JOB 1
According to the Valida page, what is the library's single external dependency?

@hackage valida1.1.0

Simple applicative validation for product types, batteries included!

Valida

Simple, elegant, profunctorial, applicative validation for product types - batteries included!

Read the documentation on hackage.

Highlights

  • Minimal - Singular external dependency: profunctors.

    If you'd like a more lightweight version. Checkout valida-base, which offers similar functionalites without any external dependency.

  • Batteries included - Validator combinators for almost every scenario.

  • Validation without the boiler plate - Implementation of contravariance to conveniently model the common validation usecases, without extra boilerplate.

  • Profunctorial, Applicative Validator - Relating to the previous point, the provided Validator type is not only an applicative functor, but also a profunctor. This is what allows the contravariance on its input argument.

Quick Taste

import Data.List.NonEmpty (NonEmpty)

import Valida

data InputForm = InpForm
  { inpName  :: String
  , inpAge   :: Int
  , inpEmail :: Maybe String
  , inpFreeCake :: Maybe Bool
  } deriving (Show)

JOB 2
Rescale the stretch of entries below from their start through the line that contains "point(643, 503)", both ends included, by repeating every line, requests included. Multiply each answer coordinate by 1.35 and round it to a whole number, rounding halves up, but leave the sample coordinates in the requests unchanged and omit the pictures.

RECORD EXCERPTS
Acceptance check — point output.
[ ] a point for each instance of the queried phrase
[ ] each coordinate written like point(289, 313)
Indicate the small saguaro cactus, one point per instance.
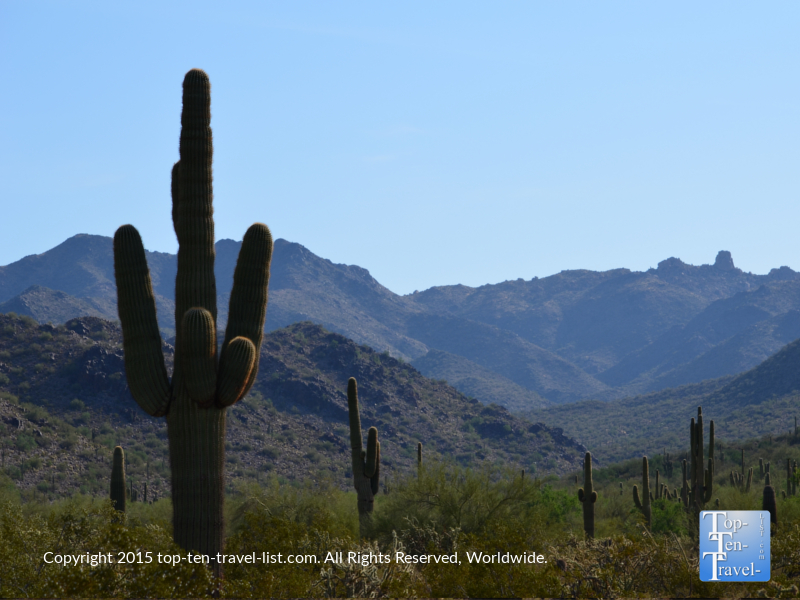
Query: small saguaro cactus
point(588, 496)
point(366, 465)
point(118, 490)
point(702, 478)
point(204, 383)
point(643, 504)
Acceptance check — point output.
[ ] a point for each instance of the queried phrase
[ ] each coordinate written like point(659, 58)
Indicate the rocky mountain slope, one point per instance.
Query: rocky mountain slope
point(571, 336)
point(64, 404)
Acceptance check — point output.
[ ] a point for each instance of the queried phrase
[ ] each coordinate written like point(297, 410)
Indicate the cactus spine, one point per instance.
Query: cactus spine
point(588, 496)
point(203, 385)
point(643, 504)
point(118, 491)
point(366, 465)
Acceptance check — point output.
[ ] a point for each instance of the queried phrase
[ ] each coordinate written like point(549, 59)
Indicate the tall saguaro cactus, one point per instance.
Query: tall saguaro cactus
point(118, 491)
point(366, 465)
point(203, 384)
point(588, 496)
point(643, 503)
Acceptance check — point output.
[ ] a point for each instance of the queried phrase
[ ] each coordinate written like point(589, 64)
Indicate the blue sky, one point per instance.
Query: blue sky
point(430, 142)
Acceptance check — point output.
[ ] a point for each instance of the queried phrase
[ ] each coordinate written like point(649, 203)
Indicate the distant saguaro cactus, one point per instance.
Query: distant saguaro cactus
point(366, 465)
point(203, 384)
point(643, 504)
point(588, 496)
point(118, 491)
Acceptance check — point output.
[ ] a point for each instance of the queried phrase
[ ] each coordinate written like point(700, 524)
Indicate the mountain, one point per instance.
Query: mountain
point(762, 401)
point(508, 355)
point(570, 336)
point(46, 305)
point(65, 403)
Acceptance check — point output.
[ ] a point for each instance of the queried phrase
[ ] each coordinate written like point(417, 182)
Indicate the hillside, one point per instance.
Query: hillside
point(64, 404)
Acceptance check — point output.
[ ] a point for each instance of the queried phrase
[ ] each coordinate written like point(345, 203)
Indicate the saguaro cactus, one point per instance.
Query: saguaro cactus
point(702, 477)
point(118, 491)
point(588, 496)
point(643, 504)
point(769, 503)
point(366, 465)
point(203, 385)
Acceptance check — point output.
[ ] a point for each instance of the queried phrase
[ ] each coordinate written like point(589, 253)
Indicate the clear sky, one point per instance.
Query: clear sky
point(430, 142)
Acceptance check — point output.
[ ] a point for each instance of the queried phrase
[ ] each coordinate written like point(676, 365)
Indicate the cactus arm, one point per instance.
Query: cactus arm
point(141, 340)
point(195, 286)
point(199, 355)
point(372, 452)
point(376, 477)
point(247, 309)
point(235, 373)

REPLY 1
profunctors

REPLY 2
Acceptance check — point output.
[ ] a point for each instance of the queried phrase
[ ] each coordinate written like point(289, 313)
Indicate the small saguaro cactus, one point per instance.
Query: small saguaro cactus
point(794, 670)
point(494, 628)
point(159, 662)
point(948, 645)
point(275, 517)
point(868, 680)
Acceptance check — point output.
[ ] a point for each instance of the queried phrase
[ ] each coordinate written like point(659, 58)
Indicate the rocky mountain slope, one point per instance.
Query: rocky mountain slope
point(771, 454)
point(86, 545)
Acceptance check — point output.
[ ] a point for each instance of the queried phrase
[ ] each coordinate written like point(297, 410)
Indicate the cactus spine, one point per instance.
Query: cactus spine
point(794, 670)
point(274, 520)
point(868, 680)
point(159, 663)
point(494, 628)
Acceptance check — point output.
[ ] a point for each instance of the queried phrase
[ ] each coordinate written like point(549, 59)
Indicate the tall saguaro cactus, one point per instance.
Query: tall saguaro cactus
point(159, 663)
point(494, 628)
point(274, 518)
point(794, 670)
point(868, 679)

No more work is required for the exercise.